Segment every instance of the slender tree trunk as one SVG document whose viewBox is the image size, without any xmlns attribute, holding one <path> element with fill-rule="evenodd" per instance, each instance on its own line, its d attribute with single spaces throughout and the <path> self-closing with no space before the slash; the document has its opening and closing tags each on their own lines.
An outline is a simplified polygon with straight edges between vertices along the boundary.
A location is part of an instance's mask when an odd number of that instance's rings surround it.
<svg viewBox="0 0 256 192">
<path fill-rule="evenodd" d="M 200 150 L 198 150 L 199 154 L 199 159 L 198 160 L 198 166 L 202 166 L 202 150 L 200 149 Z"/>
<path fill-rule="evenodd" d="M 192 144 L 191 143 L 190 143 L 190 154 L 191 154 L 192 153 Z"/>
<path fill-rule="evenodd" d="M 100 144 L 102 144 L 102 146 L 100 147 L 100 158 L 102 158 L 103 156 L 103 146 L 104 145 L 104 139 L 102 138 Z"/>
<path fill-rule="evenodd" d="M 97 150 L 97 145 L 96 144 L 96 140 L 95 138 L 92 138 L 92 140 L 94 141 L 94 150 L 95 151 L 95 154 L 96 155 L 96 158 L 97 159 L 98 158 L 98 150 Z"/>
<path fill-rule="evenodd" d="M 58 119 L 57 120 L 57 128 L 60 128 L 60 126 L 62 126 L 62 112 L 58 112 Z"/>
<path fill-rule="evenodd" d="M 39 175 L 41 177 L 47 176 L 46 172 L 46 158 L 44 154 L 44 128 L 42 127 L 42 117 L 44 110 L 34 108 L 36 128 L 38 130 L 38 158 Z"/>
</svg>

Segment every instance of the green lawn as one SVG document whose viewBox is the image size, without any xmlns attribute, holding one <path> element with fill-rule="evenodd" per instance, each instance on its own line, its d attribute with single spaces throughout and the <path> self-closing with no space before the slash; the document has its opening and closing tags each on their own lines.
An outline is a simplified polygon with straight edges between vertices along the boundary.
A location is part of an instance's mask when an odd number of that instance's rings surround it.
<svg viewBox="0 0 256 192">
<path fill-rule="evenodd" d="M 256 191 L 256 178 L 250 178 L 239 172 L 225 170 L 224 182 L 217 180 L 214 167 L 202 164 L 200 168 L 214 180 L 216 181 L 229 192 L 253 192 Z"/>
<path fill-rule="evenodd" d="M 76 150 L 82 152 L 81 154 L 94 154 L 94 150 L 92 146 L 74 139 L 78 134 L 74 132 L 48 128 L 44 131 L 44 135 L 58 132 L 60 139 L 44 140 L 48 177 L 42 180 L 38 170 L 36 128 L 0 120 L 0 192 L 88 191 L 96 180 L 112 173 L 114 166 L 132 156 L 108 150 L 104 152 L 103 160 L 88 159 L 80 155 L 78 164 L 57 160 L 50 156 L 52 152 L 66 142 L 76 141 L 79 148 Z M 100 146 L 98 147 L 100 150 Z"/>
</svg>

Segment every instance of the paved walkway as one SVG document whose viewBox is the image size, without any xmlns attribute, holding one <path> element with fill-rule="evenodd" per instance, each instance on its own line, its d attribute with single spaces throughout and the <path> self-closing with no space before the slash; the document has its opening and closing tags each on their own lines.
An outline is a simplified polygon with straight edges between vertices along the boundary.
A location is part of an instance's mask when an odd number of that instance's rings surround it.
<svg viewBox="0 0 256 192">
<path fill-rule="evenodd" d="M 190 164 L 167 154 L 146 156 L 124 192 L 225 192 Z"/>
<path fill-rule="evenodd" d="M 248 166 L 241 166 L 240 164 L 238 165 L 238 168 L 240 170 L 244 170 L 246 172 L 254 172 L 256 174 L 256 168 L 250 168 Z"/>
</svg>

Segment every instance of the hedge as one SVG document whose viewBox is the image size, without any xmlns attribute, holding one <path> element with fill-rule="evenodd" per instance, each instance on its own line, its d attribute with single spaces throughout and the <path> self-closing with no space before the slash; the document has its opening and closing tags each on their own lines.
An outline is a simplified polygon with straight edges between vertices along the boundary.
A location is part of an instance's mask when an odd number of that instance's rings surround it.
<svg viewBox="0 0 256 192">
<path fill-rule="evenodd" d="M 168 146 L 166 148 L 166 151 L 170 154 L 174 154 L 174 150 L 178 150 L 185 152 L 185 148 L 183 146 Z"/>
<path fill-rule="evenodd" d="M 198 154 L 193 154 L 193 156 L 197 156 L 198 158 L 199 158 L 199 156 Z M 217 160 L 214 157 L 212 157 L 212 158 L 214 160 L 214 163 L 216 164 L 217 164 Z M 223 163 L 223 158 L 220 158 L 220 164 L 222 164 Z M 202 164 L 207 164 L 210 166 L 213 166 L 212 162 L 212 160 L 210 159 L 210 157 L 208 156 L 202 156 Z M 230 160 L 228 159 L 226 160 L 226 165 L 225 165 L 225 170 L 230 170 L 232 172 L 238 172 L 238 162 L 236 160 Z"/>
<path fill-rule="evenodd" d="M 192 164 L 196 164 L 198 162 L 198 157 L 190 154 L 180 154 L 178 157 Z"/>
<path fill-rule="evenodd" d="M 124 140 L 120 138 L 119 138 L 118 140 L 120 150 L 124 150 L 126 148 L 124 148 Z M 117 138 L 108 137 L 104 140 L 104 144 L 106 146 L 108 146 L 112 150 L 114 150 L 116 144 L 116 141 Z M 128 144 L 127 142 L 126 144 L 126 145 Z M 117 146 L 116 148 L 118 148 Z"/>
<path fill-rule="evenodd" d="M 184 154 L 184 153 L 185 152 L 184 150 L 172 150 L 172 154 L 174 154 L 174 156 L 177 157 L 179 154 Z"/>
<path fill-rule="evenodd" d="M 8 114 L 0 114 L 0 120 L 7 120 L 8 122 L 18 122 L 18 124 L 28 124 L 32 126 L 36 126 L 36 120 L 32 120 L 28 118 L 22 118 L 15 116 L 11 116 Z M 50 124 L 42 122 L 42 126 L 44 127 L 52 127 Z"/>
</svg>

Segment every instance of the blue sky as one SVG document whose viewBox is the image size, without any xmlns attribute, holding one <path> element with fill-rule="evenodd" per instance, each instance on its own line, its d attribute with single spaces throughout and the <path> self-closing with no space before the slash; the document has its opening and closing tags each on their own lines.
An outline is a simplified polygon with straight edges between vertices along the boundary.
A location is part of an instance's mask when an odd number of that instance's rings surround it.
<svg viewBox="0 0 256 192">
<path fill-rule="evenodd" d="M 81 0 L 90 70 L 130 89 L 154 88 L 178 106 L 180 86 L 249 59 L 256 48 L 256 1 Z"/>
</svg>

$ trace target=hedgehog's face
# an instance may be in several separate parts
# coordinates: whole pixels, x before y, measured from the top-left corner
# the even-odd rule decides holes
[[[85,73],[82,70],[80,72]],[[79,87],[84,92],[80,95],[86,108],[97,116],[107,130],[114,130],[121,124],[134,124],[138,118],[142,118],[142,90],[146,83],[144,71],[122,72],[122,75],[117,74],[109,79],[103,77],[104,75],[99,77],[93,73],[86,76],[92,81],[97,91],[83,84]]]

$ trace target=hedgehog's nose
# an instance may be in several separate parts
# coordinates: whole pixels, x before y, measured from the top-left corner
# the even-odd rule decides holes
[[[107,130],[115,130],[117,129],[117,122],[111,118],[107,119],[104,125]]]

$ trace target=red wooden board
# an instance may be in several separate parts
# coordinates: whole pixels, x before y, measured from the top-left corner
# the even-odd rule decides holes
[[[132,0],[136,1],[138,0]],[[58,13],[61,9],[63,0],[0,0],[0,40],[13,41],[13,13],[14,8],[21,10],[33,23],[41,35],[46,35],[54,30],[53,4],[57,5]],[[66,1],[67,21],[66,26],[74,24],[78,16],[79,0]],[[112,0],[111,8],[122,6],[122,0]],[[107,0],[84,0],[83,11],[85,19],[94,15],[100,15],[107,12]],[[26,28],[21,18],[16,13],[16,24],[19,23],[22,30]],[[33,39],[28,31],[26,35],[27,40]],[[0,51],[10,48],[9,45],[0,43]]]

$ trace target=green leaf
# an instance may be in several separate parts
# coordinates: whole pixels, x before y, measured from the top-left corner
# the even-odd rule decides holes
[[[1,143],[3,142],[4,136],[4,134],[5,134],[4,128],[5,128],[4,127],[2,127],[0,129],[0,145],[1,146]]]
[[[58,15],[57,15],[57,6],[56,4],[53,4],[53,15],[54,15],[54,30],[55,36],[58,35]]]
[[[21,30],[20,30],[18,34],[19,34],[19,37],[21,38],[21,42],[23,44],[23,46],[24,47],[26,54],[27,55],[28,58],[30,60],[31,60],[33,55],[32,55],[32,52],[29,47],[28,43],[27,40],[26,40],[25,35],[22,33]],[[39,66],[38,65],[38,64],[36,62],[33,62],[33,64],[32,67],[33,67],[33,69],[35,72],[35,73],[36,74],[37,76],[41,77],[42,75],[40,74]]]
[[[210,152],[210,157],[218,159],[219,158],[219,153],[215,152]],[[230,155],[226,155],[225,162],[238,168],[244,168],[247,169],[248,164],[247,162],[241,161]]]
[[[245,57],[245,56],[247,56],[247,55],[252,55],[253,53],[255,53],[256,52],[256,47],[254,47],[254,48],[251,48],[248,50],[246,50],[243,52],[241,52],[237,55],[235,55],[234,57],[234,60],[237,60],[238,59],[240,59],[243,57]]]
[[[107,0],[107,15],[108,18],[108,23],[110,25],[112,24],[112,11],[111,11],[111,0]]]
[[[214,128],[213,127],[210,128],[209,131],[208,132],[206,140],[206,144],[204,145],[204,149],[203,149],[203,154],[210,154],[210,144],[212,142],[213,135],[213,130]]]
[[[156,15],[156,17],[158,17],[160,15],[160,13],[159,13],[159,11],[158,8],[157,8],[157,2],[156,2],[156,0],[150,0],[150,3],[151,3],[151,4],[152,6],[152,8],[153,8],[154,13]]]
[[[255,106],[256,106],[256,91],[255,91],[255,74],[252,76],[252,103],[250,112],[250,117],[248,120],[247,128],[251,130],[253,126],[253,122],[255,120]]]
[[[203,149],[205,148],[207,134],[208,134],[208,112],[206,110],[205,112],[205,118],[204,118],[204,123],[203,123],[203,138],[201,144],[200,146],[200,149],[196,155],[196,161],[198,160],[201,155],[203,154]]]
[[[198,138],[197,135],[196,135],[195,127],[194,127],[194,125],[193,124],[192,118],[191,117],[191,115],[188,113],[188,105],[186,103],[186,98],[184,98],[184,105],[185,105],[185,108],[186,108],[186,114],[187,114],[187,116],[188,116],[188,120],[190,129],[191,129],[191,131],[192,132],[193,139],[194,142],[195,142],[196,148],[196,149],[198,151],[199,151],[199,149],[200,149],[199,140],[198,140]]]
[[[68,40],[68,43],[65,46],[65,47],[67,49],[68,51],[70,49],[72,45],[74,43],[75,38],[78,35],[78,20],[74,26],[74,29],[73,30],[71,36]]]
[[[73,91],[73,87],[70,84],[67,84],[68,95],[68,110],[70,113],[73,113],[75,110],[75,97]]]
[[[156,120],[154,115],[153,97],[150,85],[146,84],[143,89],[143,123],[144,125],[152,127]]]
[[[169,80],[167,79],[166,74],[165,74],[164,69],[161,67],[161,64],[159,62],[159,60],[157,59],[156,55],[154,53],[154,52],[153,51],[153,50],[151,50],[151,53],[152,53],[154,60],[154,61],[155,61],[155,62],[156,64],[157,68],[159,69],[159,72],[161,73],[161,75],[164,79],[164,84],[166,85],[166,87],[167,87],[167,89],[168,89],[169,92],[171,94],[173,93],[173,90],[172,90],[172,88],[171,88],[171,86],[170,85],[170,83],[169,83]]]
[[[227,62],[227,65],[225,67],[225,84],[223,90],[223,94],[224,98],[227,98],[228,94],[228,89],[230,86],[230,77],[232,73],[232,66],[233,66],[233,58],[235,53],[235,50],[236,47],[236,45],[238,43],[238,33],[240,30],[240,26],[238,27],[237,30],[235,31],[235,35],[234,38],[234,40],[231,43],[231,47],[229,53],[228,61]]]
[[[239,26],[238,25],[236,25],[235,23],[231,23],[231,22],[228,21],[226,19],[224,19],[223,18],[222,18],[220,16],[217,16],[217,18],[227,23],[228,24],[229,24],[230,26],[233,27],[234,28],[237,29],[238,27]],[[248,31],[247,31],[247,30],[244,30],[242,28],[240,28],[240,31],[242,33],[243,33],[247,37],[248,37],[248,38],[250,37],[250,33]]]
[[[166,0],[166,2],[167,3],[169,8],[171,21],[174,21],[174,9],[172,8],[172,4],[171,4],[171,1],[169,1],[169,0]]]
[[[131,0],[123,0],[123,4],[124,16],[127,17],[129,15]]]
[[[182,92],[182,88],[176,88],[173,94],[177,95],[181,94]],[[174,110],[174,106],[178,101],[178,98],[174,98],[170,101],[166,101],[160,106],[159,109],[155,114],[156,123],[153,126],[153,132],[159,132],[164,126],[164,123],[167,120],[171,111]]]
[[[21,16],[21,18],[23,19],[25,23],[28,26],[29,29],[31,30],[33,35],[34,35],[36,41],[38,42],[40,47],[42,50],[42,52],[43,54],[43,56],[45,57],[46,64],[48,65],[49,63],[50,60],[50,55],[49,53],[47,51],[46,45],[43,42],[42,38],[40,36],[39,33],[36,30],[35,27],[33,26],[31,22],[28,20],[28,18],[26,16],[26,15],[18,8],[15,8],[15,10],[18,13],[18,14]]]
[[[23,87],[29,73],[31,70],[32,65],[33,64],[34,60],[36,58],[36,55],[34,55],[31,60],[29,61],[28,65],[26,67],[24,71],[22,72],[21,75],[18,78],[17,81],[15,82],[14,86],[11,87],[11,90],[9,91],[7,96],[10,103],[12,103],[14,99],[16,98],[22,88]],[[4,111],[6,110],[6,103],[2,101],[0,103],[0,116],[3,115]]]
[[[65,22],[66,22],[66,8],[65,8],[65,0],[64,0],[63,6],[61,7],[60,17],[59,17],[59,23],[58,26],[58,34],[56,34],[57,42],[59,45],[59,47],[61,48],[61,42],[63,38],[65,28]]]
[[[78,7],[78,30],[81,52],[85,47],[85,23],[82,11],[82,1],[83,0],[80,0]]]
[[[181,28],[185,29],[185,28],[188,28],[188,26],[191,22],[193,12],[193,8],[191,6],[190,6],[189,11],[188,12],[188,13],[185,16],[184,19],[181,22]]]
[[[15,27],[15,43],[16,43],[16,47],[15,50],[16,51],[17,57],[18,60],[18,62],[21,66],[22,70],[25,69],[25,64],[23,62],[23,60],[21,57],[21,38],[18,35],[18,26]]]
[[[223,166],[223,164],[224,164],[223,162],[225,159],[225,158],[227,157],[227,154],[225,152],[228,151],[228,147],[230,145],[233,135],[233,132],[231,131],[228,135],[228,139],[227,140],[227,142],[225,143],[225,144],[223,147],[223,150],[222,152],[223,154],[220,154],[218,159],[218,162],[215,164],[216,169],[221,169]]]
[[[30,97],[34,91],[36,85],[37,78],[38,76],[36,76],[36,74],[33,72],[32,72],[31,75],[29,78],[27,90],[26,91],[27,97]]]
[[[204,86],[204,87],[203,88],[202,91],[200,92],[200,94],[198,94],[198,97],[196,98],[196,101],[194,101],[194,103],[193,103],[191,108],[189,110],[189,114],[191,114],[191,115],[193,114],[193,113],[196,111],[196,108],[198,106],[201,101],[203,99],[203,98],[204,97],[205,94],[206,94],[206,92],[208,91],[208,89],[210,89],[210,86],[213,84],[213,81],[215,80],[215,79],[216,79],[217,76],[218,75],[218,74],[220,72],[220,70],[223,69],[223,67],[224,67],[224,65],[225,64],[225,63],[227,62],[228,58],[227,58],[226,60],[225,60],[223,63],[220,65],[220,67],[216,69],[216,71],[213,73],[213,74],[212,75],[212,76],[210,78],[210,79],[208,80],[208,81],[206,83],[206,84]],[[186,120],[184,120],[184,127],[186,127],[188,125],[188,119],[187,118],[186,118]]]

• Work instructions
Copy the rows from the first line at the top through the line containing "58 119 L 57", replacing "slender" with "narrow" and keeping everything else unchanged.

• Output below
Segment every instance of the narrow tree trunk as one SVG document whose viewBox is the image size, without any xmlns attribute, holding one <path> element with fill-rule="evenodd" per instance, each instance on its own line, its d attribute with single spaces throughout and the <path> self-closing with no space before the slash; the document has its opening and closing tags each on their own lines.
An outline is a simplified polygon with straight edges between vertices along the boundary.
A location is part of an instance's mask when an odd number of that instance's rings surround it.
<svg viewBox="0 0 256 192">
<path fill-rule="evenodd" d="M 200 150 L 198 150 L 199 154 L 199 159 L 198 160 L 198 166 L 202 166 L 202 150 L 200 149 Z"/>
<path fill-rule="evenodd" d="M 192 144 L 191 143 L 190 143 L 190 154 L 191 154 L 192 153 Z"/>
<path fill-rule="evenodd" d="M 100 144 L 102 144 L 102 146 L 100 147 L 100 158 L 102 158 L 103 156 L 103 146 L 104 145 L 104 139 L 102 138 Z"/>
<path fill-rule="evenodd" d="M 97 150 L 97 145 L 96 144 L 96 140 L 95 138 L 92 138 L 92 140 L 94 141 L 94 150 L 95 151 L 95 154 L 96 155 L 96 158 L 97 159 L 98 158 L 98 150 Z"/>
<path fill-rule="evenodd" d="M 58 119 L 57 120 L 57 128 L 60 128 L 60 126 L 62 126 L 62 112 L 58 112 Z"/>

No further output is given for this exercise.